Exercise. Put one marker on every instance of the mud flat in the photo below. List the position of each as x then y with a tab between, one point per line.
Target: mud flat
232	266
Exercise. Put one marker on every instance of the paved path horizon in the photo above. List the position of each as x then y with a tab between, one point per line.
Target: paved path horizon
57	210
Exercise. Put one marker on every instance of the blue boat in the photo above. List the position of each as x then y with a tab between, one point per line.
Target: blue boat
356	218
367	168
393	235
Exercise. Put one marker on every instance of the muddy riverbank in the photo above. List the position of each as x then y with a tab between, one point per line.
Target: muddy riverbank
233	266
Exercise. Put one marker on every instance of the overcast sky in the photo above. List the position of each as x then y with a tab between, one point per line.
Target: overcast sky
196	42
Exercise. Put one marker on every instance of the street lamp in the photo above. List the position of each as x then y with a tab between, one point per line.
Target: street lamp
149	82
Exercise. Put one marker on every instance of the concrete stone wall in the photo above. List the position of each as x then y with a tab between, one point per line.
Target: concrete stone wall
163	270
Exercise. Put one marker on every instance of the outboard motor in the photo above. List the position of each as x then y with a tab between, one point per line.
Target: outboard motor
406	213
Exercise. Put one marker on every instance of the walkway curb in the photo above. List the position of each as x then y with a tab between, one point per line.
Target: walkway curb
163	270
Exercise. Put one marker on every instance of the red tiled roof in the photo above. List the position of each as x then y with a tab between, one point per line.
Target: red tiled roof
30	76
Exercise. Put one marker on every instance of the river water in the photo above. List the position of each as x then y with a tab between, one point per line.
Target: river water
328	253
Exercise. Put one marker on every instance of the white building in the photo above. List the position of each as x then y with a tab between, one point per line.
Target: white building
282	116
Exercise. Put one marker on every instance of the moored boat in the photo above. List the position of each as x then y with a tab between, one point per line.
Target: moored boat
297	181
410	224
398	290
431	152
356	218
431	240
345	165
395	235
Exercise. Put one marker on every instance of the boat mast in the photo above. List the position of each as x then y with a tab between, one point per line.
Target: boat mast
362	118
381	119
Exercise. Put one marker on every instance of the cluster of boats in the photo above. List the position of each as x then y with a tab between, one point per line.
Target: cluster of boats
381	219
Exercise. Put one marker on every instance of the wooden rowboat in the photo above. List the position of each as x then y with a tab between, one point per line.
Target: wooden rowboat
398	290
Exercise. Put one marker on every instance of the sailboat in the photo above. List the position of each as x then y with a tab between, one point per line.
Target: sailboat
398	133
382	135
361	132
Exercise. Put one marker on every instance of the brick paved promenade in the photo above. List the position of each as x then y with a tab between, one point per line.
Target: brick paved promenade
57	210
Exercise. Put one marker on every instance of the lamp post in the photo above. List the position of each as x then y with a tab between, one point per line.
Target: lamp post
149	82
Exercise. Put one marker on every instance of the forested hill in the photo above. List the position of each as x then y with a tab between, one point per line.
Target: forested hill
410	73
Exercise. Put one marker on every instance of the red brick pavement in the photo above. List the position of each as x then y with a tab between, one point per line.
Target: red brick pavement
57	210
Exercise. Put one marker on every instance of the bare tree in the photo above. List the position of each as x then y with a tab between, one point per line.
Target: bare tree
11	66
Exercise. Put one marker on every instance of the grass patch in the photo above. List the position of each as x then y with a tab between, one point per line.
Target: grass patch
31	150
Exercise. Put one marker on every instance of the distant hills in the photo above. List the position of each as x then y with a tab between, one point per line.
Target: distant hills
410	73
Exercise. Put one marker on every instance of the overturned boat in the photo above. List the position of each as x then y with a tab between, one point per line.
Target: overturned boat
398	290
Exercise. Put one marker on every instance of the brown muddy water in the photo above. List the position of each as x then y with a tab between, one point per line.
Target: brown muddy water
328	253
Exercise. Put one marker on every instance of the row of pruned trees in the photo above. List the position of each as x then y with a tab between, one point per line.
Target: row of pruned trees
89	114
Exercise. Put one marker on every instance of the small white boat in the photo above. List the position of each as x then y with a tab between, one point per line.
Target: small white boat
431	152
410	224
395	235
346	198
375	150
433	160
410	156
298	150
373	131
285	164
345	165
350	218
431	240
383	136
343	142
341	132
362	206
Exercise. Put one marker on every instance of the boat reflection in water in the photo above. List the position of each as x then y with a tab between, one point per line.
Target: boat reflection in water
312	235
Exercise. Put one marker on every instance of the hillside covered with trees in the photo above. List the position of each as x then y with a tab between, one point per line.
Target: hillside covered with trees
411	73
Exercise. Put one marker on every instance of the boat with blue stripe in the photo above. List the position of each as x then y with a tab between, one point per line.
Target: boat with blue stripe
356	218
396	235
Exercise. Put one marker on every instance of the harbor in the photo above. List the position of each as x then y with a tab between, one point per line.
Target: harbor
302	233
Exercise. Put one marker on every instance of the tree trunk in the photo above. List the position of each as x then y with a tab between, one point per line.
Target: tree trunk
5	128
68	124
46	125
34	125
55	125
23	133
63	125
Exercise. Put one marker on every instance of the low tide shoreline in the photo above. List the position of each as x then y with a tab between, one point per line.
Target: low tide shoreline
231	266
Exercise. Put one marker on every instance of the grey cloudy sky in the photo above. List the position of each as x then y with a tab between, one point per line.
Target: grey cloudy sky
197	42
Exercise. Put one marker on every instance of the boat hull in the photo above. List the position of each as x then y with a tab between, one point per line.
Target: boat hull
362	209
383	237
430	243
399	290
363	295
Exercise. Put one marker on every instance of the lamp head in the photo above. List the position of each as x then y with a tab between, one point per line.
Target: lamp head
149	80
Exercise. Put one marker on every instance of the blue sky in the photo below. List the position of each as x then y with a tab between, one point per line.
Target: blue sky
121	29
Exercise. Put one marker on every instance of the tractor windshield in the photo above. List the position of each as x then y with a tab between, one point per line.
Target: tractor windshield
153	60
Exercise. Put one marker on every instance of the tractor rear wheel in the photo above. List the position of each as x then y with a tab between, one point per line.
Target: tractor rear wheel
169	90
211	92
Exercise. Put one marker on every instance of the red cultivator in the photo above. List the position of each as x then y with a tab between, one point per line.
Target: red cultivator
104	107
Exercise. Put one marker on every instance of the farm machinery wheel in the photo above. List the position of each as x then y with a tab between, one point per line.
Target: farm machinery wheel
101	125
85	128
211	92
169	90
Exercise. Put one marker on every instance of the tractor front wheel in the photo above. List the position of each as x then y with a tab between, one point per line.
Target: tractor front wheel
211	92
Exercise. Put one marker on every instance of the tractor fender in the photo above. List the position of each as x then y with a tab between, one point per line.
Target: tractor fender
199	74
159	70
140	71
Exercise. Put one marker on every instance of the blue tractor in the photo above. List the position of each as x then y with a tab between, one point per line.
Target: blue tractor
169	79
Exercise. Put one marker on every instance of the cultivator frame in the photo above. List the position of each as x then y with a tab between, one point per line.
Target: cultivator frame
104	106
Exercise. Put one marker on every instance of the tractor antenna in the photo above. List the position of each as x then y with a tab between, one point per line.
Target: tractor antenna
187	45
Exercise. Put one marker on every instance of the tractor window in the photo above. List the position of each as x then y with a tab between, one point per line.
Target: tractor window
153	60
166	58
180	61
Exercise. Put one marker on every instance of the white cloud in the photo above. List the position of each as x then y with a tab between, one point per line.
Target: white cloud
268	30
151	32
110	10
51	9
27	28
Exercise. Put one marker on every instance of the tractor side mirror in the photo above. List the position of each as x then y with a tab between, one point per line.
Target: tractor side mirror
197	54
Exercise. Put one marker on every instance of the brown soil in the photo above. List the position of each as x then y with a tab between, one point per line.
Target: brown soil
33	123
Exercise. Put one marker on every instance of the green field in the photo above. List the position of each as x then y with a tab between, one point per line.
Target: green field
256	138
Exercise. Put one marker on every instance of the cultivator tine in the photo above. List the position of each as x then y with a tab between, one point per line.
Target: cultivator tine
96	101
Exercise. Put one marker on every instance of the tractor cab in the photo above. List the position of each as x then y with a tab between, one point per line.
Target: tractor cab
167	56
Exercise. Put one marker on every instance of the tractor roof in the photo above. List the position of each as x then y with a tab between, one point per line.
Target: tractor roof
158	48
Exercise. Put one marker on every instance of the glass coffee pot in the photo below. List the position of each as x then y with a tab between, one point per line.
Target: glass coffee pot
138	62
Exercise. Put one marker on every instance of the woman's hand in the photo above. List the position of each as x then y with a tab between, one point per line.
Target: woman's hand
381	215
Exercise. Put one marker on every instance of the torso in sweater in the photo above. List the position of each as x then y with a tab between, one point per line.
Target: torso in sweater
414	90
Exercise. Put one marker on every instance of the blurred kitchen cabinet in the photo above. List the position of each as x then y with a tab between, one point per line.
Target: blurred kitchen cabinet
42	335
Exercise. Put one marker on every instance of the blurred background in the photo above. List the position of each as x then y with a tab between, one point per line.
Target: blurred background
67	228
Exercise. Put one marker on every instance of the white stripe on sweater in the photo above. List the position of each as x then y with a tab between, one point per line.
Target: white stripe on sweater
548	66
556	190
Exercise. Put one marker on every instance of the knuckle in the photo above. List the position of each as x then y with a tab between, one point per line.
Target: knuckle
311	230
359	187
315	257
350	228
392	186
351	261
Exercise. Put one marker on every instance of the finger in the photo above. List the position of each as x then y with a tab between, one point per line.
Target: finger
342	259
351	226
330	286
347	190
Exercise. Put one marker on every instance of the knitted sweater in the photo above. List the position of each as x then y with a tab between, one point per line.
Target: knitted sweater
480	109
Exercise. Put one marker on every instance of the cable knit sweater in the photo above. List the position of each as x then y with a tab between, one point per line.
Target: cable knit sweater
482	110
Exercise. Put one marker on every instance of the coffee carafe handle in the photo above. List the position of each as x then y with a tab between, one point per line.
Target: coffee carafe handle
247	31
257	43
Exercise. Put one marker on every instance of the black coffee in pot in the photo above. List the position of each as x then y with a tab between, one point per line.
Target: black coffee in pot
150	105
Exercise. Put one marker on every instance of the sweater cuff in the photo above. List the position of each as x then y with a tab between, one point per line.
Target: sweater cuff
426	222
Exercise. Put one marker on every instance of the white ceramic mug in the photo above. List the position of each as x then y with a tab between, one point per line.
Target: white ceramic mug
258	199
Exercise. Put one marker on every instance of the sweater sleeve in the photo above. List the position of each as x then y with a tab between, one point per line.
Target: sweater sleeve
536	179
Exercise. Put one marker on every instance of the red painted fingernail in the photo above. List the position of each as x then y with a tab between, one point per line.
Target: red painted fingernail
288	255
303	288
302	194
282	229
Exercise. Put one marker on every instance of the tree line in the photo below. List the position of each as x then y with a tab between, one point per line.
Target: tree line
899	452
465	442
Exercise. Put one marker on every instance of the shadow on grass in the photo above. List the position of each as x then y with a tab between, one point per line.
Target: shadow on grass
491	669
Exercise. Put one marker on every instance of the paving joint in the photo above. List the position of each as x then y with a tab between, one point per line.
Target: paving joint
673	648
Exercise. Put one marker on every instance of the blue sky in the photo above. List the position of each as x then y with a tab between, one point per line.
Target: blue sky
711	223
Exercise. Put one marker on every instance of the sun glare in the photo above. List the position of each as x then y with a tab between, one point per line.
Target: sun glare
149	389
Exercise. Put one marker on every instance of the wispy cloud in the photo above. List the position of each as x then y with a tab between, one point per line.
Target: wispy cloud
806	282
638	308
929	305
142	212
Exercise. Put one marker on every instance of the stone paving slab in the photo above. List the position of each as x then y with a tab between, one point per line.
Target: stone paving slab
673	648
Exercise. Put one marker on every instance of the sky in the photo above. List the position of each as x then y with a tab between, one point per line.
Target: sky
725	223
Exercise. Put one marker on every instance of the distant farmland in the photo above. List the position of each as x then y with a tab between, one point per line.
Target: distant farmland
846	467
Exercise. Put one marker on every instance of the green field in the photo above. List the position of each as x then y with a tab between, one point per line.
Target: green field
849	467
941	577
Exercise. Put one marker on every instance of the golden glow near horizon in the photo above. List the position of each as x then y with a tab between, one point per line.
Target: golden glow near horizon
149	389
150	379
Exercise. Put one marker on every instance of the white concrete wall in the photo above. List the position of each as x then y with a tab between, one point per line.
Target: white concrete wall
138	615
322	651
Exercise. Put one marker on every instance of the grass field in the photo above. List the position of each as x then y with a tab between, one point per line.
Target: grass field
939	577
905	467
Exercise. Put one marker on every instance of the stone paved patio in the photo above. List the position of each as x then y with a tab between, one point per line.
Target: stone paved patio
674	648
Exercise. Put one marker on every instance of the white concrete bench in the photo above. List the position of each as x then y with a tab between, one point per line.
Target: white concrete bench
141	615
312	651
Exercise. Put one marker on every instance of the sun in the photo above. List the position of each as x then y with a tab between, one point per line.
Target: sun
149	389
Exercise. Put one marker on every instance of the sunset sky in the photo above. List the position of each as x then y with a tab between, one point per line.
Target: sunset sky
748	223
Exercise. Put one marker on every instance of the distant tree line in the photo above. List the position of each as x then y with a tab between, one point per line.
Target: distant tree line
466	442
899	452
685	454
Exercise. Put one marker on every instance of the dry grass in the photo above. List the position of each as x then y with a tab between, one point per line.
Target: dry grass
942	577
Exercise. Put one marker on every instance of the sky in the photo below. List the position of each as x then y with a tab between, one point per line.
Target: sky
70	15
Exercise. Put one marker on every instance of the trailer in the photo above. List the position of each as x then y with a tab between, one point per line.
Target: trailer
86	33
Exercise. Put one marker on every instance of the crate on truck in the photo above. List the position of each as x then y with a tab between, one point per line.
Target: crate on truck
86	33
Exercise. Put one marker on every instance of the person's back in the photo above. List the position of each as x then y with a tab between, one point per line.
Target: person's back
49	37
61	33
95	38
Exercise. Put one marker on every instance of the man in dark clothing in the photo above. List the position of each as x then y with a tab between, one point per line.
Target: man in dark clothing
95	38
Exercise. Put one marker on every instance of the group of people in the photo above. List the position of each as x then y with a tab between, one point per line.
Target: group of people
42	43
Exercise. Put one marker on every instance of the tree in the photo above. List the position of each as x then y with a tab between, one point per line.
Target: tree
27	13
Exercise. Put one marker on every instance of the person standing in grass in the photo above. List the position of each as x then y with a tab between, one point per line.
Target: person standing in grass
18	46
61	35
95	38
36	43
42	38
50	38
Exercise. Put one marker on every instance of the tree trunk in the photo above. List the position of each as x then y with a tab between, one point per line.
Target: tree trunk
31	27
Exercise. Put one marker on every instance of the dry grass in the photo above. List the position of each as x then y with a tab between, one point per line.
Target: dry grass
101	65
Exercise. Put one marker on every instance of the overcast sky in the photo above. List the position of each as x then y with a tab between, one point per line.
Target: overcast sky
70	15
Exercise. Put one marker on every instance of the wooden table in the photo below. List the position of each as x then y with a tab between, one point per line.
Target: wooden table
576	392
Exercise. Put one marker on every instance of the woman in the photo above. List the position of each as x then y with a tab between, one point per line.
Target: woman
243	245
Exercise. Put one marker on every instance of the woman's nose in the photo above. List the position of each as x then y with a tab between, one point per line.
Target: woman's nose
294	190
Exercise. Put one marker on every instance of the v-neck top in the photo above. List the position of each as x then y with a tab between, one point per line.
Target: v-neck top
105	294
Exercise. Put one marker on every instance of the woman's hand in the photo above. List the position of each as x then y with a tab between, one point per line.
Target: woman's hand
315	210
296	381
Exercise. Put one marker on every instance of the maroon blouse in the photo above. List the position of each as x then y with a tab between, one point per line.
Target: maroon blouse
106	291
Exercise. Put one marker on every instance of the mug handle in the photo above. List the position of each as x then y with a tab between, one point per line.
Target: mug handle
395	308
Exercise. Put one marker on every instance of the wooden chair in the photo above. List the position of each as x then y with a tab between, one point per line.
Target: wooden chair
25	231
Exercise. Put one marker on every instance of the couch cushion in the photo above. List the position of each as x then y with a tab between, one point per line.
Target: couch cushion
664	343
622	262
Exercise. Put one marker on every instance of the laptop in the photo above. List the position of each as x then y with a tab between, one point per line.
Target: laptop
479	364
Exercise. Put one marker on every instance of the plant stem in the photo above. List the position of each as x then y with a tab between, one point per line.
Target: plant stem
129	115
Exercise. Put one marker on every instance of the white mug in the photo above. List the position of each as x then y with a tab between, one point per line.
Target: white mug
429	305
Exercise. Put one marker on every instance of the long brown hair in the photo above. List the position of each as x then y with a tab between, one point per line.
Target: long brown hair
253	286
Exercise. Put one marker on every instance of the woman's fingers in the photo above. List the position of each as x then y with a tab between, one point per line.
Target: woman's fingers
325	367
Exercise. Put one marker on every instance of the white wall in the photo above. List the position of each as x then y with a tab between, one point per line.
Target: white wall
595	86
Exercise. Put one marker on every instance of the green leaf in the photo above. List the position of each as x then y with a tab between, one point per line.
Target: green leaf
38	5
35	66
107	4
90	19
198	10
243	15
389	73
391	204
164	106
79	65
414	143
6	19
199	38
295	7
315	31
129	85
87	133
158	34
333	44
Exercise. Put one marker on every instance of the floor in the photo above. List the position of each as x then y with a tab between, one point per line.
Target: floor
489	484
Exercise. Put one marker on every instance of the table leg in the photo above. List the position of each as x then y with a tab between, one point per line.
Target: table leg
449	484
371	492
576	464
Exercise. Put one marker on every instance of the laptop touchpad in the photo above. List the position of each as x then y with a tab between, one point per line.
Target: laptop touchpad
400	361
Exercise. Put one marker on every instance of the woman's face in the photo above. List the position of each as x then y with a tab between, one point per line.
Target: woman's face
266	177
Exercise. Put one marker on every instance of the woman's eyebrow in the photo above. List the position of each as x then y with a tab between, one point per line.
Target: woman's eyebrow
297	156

============================================================

• WHAT NEEDS TO BE DONE: Please rewrite the records from the line with "Exercise. Put one marker on every instance of the woman's face" through the last line, leaving every line unchanged except the answer coordinates. Multiply each coordinate by 2.35 and round it to the nearest whole number, with halves rounded up.

• REPLY TO THE TASK:
Exercise. Put one marker on every instance of the woman's face in the photo above. List the position of each as x then y with a tab between, one point per line.
Target: woman's face
625	416
Exercise. Put one marker on every instance of the woman's eyebrow in the photo above. List the position of each as x then y with a tab between, one point per line.
Target: woman's eyebrow
698	367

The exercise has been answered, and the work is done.